(PASSAGE SHOWN begins)

Waterhemp is a troublesome weed for farmers, especially those growing snap beans.
During harvest, waterhemp stems can break off and contaminate the crop with inedible “pods.”
Unfortunately, many herbicides effective against waterhemp also harm snap beans, leaving farmers with limited options.
However, a new study by the University of Illinois Urbana-Champaign and the USDA Agricultural Research Service has identified snap bean plants that can tolerate flumioxazin, a soil-applied herbicide effective against waterhemp.
Even more exciting, the researchers discovered that the genomic region responsible for this tolerance acts as a master switch, controlling multiple genes related to stress resistance.
The study, “Mapping of flumioxazin tolerance in a snap bean diversity panel leads to the discovery of a master genomic region controlling multiple stress resistance genes,” was published in Frontiers in Plant Science.
“Stress tolerance involves many different genes responding to environmental stimuli, making it complex and difficult for plant breeders to enhance,” said lead author Ana Saballos. “But now we believe breeders can manipulate this one gene to control hundreds of others. That’s really exciting.”

(PASSAGE SHOWN ends)
(ENTRIES PROVIDED begins)

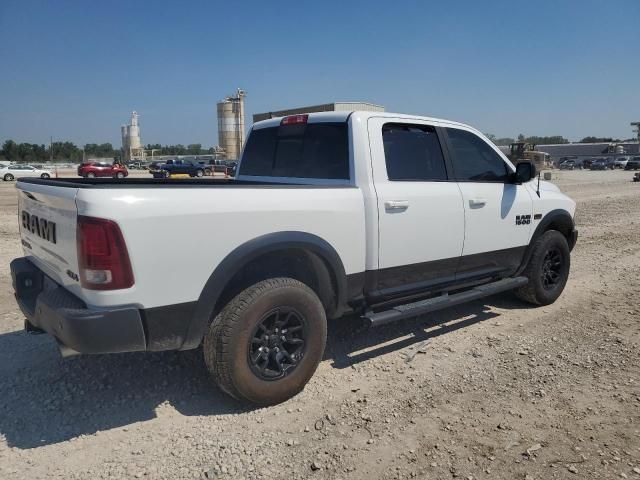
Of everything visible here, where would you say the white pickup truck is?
[11,112,577,405]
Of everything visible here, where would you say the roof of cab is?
[253,111,475,130]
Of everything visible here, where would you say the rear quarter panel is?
[76,187,365,308]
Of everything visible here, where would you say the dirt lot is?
[0,171,640,480]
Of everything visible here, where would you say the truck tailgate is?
[16,181,80,294]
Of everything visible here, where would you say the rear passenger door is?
[368,118,464,297]
[444,128,533,280]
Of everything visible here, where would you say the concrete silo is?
[218,89,246,160]
[120,112,144,162]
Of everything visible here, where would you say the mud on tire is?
[203,277,327,405]
[514,230,571,305]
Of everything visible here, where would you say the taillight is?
[280,115,309,125]
[76,215,133,290]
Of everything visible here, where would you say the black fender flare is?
[516,209,577,275]
[181,231,347,350]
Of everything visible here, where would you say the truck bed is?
[18,177,352,189]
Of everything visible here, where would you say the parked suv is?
[152,158,204,178]
[624,157,640,170]
[613,157,629,168]
[78,162,129,178]
[0,164,52,182]
[589,158,613,170]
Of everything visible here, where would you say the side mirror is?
[514,162,536,183]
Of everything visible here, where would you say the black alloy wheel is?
[540,248,563,290]
[248,307,306,380]
[515,230,571,305]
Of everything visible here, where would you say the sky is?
[0,0,640,147]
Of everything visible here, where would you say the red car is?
[78,162,129,178]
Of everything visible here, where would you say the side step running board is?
[362,277,529,327]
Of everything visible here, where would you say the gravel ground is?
[0,171,640,480]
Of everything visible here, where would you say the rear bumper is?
[11,258,146,356]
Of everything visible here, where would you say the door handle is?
[384,200,409,212]
[469,198,487,208]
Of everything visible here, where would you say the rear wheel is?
[203,277,327,405]
[515,230,571,305]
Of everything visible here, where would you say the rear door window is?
[446,128,510,182]
[382,123,447,182]
[240,122,349,180]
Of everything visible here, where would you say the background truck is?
[149,158,205,178]
[11,112,577,405]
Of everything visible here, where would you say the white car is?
[11,112,577,405]
[0,164,52,182]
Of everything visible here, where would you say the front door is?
[445,128,533,281]
[368,118,464,298]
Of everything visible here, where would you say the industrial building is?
[253,102,384,123]
[120,111,145,162]
[500,142,640,165]
[217,88,246,160]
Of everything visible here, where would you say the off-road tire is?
[514,230,571,305]
[203,277,327,406]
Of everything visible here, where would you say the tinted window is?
[240,122,349,180]
[447,128,509,182]
[382,123,447,181]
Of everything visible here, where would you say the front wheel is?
[515,230,571,305]
[203,277,327,405]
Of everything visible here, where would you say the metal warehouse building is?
[253,102,384,123]
[536,142,640,164]
[500,142,640,165]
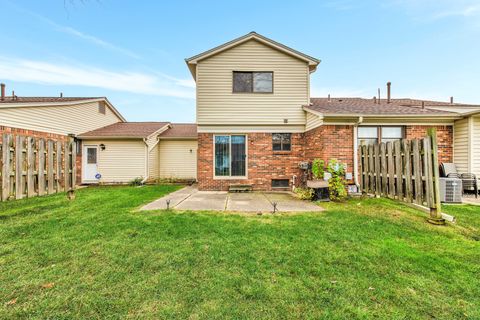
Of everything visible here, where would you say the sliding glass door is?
[215,135,247,177]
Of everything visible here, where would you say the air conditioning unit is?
[440,178,463,203]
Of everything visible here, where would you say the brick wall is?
[197,125,453,190]
[0,126,82,184]
[405,126,453,163]
[305,125,353,172]
[197,133,304,190]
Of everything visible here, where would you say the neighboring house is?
[186,32,480,190]
[78,122,197,183]
[0,89,125,181]
[0,84,197,184]
[0,32,480,190]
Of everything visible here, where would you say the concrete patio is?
[141,187,323,212]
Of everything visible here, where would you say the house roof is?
[185,31,321,78]
[304,98,476,117]
[160,123,197,139]
[0,96,100,103]
[78,122,170,139]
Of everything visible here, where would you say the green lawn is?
[0,186,480,319]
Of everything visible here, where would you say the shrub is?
[312,159,325,179]
[295,188,315,200]
[128,177,143,186]
[327,159,348,201]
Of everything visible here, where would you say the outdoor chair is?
[440,163,478,198]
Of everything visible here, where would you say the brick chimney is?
[387,81,392,103]
[0,83,5,101]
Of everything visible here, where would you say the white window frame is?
[212,133,248,180]
[357,124,406,145]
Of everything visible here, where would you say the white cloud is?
[432,5,480,19]
[310,86,376,98]
[7,1,140,59]
[0,56,195,99]
[390,0,480,20]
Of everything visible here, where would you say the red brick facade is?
[305,125,353,172]
[197,125,453,190]
[405,126,453,163]
[197,133,304,190]
[0,126,82,184]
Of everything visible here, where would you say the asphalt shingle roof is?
[160,123,197,138]
[79,122,169,138]
[0,95,104,103]
[305,98,474,115]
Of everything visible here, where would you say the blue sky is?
[0,0,480,122]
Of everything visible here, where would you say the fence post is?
[37,139,45,196]
[1,133,12,201]
[47,140,55,194]
[427,128,445,225]
[15,136,25,199]
[26,137,35,198]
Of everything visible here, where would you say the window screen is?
[358,127,378,146]
[233,71,273,93]
[382,127,403,142]
[272,179,290,188]
[98,102,105,114]
[272,133,292,151]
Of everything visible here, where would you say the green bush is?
[312,159,325,180]
[327,159,348,201]
[128,177,143,186]
[295,188,315,200]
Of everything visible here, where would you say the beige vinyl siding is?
[471,116,480,177]
[83,139,146,183]
[0,102,121,135]
[453,118,470,172]
[305,112,323,131]
[159,140,198,179]
[147,135,160,180]
[197,125,305,133]
[196,40,310,132]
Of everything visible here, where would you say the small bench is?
[228,184,253,192]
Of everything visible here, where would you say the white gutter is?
[353,117,363,187]
[142,138,149,184]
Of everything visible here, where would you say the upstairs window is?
[98,101,106,114]
[272,133,292,151]
[233,71,273,93]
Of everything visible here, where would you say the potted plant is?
[307,159,328,189]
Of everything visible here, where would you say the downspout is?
[142,138,149,184]
[353,117,363,188]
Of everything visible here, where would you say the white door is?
[82,146,98,181]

(ENTRIES PROVIDED ends)

TASKS TO CARRY OUT:
1. Please copy the part of the waterhemp passage that opens with the words containing "During harvest, waterhemp" and closes with "in Plant Science.".
2. Answer these questions from the waterhemp passage:
(a) Which soil-applied herbicide can some snap bean plants tolerate?
(b) In which journal was the study published?
(c) Who is the lead author quoted?
3. Translate this sentence from the waterhemp passage into Spanish: "Unfortunately, many herbicides effective against waterhemp also harm snap beans, leaving farmers with limited options."

LIST OF SOLUTIONS:
1.
During harvest, waterhemp stems can break off and contaminate the crop with inedible “pods.”
Unfortunately, many herbicides effective against waterhemp also harm snap beans, leaving farmers with limited options.
However, a new study by the University of Illinois Urbana-Champaign and the USDA Agricultural Research Service has identified snap bean plants that can tolerate flumioxazin, a soil-applied herbicide effective against waterhemp.
Even more exciting, the researchers discovered that the genomic region responsible for this tolerance acts as a master switch, controlling multiple genes related to stress resistance.
The study, “Mapping of flumioxazin tolerance in a snap bean diversity panel leads to the discovery of a master genomic region controlling multiple stress resistance genes,” was published in Frontiers in Plant Science.

2.
(a) Flumioxazin
(b) Frontiers in Plant Science
(c) Ana Saballos

3. Lamentablemente, muchos herbicidas eficaces contra el amaranto de agua también dañan las judías verdes, lo que deja a los agricultores con opciones limitadas.